**PROBLEMS AND TASKS**.
A: Based on the stock certificate text below, decide whether each statement agrees with it: (i) the shares have a par value of $0.01 each; (ii) the Corporation charges a fee for a copy of the Certificate of Designations; (iii) if this Certificate conflicts with the Certificate of Designations, this Certificate controls. Answer yes or no for each and quote the deciding words.
B: Reproduce the part of the stock certificate text below that opens with the words containing "Certificate Number [            ]" and closes with "as specified below)".

**QUOTED TEXT**.
>> begin

Certificate Number [            ]

     Number of Shares of Mandatory Convertible Preferred Stock [                ]
     CUSIP 858912306
     ISIN US8589123061

STERICYCLE, INC.

5.25% Series A Mandatory Convertible Preferred Stock

(par value $0.01 per share)

(Liquidation Preference as specified below)

STERICYCLE, INC., a Delaware corporation (the “ Corporation ”), hereby certifies that [                    ] (the “ Holder ”), is the registered owner of [                    ] fully paid and non-assessable shares of the Corporation’s designated 5.25% Series A Mandatory Convertible Preferred Stock, with a par value of $0.01 per share and a Liquidation Preference of $1,000.00 per share (the “ Mandatory Convertible Preferred Stock ”). The shares of Mandatory Convertible Preferred Stock are transferable on the books and records of the Registrar, in person or by a duly authorized attorney, upon surrender of this certificate duly endorsed and in proper form for transfer. The designations, rights, privileges, restrictions, preferences and other terms and provisions of the Mandatory Convertible Preferred Stock represented hereby are and shall in all respects be subject to the provisions of the Certificate of Designations of 5.25% Series A Mandatory Convertible Preferred Stock of Stericycle, Inc. dated September 15, 2015 as the same may be amended from time to time (the “ Certificate of Designations ”). Capitalized terms used herein but not defined shall have the meaning given them in the Certificate of Designations. The Corporation will provide a copy of the Certificate of Designations to the Holder without charge upon written request to the Corporation at its principal place of business. In the case of any conflict between this Certificate and the Certificate of Designations, the provisions of the Certificate of Designations shall control and govern.

Reference is hereby made to the provisions of the Mandatory Convertible Preferred Stock set forth on the reverse hereof and in the Certificate of Designations, which provisions shall for all purposes have the same effect as if set forth at this place.

Upon receipt of this executed certificate, the Holder is bound by the Certificate of Designations and is entitled to the benefits thereunder.

 

A-1


Unless the Transfer Agent and Registrar have properly countersigned, these shares of Mandatory Convertible Preferred Stock shall not be entitled to any benefit under the Certificate of Designations or be valid or obligatory for any purpose.

>> end

Region annotation entries
>> begin

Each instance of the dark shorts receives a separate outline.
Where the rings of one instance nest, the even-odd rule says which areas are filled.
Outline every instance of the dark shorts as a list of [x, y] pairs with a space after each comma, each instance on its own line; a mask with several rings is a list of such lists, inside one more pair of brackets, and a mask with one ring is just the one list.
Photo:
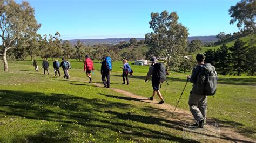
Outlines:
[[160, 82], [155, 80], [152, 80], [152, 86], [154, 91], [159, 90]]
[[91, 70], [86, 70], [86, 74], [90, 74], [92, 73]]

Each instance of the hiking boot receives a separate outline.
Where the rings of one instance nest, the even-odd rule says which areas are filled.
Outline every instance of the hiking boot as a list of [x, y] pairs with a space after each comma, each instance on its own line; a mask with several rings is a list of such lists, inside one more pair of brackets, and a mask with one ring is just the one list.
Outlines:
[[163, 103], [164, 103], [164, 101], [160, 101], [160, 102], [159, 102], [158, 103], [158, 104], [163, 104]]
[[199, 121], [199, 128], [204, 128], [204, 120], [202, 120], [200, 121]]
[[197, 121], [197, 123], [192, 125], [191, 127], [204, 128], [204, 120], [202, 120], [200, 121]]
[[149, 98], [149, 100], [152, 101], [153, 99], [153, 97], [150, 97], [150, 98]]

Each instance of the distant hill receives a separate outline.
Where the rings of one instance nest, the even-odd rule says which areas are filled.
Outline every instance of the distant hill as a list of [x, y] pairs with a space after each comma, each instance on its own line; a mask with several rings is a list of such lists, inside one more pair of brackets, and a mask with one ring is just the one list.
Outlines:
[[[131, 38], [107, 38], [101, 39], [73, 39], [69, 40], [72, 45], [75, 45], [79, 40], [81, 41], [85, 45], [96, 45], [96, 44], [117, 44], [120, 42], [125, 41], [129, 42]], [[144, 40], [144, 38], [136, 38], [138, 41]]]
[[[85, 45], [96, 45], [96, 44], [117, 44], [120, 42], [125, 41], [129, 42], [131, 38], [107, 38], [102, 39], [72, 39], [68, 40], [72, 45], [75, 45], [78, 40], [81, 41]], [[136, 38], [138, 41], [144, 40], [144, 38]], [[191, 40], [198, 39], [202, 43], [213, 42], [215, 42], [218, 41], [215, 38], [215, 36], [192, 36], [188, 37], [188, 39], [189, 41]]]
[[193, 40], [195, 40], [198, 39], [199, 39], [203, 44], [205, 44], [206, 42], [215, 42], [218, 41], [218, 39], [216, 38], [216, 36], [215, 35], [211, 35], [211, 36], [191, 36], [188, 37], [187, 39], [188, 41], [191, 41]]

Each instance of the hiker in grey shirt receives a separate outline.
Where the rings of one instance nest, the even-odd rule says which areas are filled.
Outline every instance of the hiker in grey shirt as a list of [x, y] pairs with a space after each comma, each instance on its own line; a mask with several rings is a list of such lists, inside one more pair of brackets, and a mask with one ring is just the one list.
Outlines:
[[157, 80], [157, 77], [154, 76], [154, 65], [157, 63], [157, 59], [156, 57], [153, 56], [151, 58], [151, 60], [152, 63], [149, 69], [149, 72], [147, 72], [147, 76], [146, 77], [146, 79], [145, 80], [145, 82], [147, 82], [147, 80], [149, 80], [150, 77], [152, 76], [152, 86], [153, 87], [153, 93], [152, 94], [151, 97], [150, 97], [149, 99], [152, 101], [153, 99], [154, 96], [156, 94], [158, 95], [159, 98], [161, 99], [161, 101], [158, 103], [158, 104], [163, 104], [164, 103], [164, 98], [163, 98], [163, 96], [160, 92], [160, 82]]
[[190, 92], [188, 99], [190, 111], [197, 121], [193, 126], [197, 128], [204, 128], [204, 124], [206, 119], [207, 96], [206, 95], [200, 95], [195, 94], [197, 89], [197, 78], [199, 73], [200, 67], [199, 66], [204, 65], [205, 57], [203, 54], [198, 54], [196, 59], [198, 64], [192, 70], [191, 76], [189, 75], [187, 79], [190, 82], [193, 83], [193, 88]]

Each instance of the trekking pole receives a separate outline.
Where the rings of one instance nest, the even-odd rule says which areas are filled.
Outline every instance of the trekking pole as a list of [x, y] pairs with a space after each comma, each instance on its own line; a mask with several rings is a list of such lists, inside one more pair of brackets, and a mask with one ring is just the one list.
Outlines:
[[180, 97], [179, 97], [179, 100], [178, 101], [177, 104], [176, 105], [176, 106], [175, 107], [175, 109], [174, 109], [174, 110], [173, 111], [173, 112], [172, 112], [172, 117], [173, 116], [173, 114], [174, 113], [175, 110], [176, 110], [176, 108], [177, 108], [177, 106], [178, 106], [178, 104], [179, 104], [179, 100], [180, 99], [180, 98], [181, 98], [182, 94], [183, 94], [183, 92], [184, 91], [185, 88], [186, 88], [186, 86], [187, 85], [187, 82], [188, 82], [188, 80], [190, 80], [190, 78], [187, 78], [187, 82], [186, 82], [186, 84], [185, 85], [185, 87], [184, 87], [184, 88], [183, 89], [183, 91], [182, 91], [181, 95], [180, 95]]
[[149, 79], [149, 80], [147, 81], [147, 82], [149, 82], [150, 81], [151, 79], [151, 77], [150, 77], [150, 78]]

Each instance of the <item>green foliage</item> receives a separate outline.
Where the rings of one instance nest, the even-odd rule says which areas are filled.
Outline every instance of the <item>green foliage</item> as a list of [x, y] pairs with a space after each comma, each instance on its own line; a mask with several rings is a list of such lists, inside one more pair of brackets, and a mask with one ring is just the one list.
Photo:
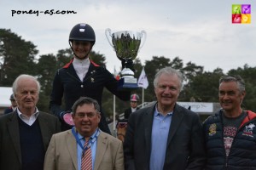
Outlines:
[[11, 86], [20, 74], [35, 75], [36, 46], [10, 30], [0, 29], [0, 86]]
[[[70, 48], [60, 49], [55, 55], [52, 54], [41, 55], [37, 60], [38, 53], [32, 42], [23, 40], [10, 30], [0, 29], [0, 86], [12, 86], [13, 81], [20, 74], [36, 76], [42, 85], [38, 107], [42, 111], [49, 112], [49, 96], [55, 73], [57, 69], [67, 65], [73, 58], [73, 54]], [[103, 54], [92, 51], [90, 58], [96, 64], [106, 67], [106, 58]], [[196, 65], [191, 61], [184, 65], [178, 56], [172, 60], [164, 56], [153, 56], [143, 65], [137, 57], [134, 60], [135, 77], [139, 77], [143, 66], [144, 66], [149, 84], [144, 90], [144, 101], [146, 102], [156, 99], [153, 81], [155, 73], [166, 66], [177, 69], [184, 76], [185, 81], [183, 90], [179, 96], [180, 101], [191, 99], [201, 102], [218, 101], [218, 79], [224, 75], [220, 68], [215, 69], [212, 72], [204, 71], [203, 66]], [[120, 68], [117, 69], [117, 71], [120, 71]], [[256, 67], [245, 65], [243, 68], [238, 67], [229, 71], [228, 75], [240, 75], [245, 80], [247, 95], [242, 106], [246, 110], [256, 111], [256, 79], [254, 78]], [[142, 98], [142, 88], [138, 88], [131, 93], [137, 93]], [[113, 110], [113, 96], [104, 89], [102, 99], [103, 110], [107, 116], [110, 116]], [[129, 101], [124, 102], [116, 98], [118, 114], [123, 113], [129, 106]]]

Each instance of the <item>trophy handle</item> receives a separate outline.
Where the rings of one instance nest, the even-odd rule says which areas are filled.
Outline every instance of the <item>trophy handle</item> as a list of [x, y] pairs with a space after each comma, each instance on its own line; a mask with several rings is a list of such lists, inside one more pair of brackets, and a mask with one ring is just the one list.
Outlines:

>> end

**SOLUTIONS**.
A:
(i) Yes: "with a par value of $0.01 per share"
(ii) No: "without charge upon written request to the Corporation at its principal place of business"
(iii) No: "the provisions of the Certificate of Designations shall control and govern"

B:
Certificate Number [            ]

     Number of Shares of Mandatory Convertible Preferred Stock [                ]
     CUSIP 858912306
     ISIN US8589123061

STERICYCLE, INC.

5.25% Series A Mandatory Convertible Preferred Stock

(par value $0.01 per share)

(Liquidation Preference as specified below)